Given task:
Please reproduce every one of the following items word for word, with each line unchanged.

Data records:
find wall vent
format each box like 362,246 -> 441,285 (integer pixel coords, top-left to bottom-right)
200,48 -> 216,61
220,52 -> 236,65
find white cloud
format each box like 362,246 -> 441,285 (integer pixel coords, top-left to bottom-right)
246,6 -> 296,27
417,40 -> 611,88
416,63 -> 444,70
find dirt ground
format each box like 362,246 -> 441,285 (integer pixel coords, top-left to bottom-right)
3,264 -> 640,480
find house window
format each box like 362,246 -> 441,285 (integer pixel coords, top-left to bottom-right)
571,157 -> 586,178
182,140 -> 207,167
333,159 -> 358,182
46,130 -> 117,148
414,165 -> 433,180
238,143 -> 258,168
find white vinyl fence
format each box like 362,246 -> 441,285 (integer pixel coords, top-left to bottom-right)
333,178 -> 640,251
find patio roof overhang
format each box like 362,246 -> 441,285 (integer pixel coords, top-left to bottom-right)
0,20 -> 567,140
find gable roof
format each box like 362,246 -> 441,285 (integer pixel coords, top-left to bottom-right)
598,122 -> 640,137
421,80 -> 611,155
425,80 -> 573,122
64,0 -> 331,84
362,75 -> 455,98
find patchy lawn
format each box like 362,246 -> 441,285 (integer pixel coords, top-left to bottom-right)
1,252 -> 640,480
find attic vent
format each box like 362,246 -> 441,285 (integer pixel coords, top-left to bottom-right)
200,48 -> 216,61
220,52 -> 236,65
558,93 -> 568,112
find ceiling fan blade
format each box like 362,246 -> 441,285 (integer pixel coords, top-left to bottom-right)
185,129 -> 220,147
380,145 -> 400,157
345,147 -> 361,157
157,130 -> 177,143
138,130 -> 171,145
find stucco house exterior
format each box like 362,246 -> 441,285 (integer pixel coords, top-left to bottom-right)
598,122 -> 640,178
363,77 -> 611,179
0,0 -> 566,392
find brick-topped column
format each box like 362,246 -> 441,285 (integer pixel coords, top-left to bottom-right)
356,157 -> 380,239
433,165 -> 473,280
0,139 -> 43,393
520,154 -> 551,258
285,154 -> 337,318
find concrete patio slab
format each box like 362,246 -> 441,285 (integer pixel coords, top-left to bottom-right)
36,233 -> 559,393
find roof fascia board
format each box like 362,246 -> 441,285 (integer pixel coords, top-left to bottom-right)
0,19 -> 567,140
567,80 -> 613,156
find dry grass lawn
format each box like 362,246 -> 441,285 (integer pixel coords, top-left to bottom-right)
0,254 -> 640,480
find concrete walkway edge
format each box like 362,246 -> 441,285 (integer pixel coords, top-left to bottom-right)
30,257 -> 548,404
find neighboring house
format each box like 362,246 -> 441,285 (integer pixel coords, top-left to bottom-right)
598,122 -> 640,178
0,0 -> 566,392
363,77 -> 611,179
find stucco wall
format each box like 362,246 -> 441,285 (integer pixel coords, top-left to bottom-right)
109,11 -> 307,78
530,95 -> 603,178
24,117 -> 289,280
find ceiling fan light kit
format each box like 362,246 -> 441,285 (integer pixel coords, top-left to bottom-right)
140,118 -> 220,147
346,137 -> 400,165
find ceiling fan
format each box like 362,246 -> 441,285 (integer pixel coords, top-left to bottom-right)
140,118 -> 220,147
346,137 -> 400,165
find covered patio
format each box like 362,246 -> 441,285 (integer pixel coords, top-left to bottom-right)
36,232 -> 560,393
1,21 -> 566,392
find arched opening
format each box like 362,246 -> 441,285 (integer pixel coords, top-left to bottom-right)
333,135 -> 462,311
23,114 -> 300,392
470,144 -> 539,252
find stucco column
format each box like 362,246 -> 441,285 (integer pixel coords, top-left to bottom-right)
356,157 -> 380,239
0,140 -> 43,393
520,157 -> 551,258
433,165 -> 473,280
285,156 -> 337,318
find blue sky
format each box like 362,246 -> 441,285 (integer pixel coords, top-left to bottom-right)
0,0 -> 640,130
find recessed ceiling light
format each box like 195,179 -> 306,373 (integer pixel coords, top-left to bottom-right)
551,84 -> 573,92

Reply to the task:
find wall vent
format each box like 362,246 -> 441,285 (integer pixel coords, top-left to bottom-right)
200,48 -> 216,61
220,52 -> 236,65
find white cloud
format each box like 362,246 -> 441,285 (integer pixel coords, top-left to bottom-right)
246,6 -> 296,27
417,40 -> 611,88
416,63 -> 444,70
find dirt ground
format each box like 362,246 -> 441,285 (integer pixel coords, top-left to bottom-right)
3,264 -> 640,480
find house window
format each box like 362,246 -> 441,285 (integer pixel coords, top-left to bottom-right)
571,157 -> 586,178
182,140 -> 207,167
333,159 -> 358,182
46,130 -> 117,148
414,165 -> 433,180
238,143 -> 258,168
find white vinyl fence
format each box like 362,246 -> 441,285 (integer pixel coords, top-left to bottom-right)
333,178 -> 640,251
find patio roof overhang
format each box like 362,246 -> 441,285 (integer pixel coords, top-left to bottom-right)
0,20 -> 567,140
find gable roof
format each box like 362,246 -> 441,285 (integer pixel coords, top-left to bottom-right)
598,122 -> 640,137
421,80 -> 611,155
425,80 -> 573,122
64,0 -> 331,84
362,75 -> 455,98
find patchy lawn
format each box like 362,246 -> 441,285 (integer pixel coords, top-left to bottom-right)
1,252 -> 640,480
find attic vent
format each box like 362,246 -> 441,285 (integer pixel coords, top-left to bottom-right)
200,48 -> 216,61
220,52 -> 236,65
558,93 -> 568,112
find ceiling fan blade
format each box like 362,246 -> 441,285 (integer pixel coords, top-left to bottom-right)
185,129 -> 220,147
380,145 -> 400,157
345,147 -> 361,157
157,130 -> 177,143
138,130 -> 171,145
find stucco house exterior
format each box like 362,246 -> 441,285 (integer pixel coords, top-left to bottom-right)
598,122 -> 640,178
363,77 -> 611,179
0,0 -> 566,392
find brick-topped column
format each box like 362,246 -> 441,285 (integer pixel coords, top-left to bottom-right)
356,157 -> 380,239
433,165 -> 473,280
0,139 -> 43,393
520,154 -> 551,258
285,154 -> 337,318
find concrete patio slab
format each box like 362,246 -> 441,285 (integer pixel coords, top-left to bottom-right)
36,233 -> 559,393
find roof fascia board
format each box like 362,246 -> 441,285 (integer pixel coords, top-left to bottom-right)
0,19 -> 567,140
567,80 -> 613,156
find dry grass lawn
format each box like 362,246 -> 441,285 (integer pixel coords, top-left to bottom-right)
0,254 -> 640,480
find concrete walkway edge
format each box like 362,246 -> 441,285 (integer pixel coords, top-left to bottom-right)
30,257 -> 548,404
find neighboring house
format each box like 362,246 -> 441,285 (integer pixel coords, top-left to bottom-right)
598,122 -> 640,178
0,0 -> 566,392
363,77 -> 611,179
find stucco wall
format each box like 362,246 -> 441,285 (integer pixel coords, top-left to bottom-right)
109,11 -> 307,78
530,95 -> 603,178
24,117 -> 289,280
find ceiling fan light kit
format each box like 362,246 -> 441,285 (integer pixel coords, top-left to bottom-right)
140,118 -> 220,147
346,137 -> 400,165
find ceiling fan
format each box like 362,246 -> 441,285 (integer pixel coords, top-left to bottom-right)
140,118 -> 220,147
346,137 -> 400,165
find covered patio
format each box like 362,246 -> 441,285 (integer pixel coords, top-left to bottom-right)
36,232 -> 560,393
1,21 -> 566,392
find arched opening
format each box like 362,246 -> 441,285 (integer pixel coords, top-left to bottom-right)
333,135 -> 462,311
23,114 -> 300,392
470,144 -> 539,252
find stucco column
format each box like 362,246 -> 441,285 (integer pixel coords, top-left to bottom-right)
356,157 -> 380,239
0,140 -> 43,393
520,157 -> 551,258
433,165 -> 473,280
285,156 -> 337,318
find blue sky
format each box like 362,246 -> 441,285 (integer pixel coords, top-left to bottom-right)
0,0 -> 640,130
find recessed ceiling light
format each box like 195,179 -> 306,373 (integer pixel coords, top-left to bottom-right)
551,84 -> 573,92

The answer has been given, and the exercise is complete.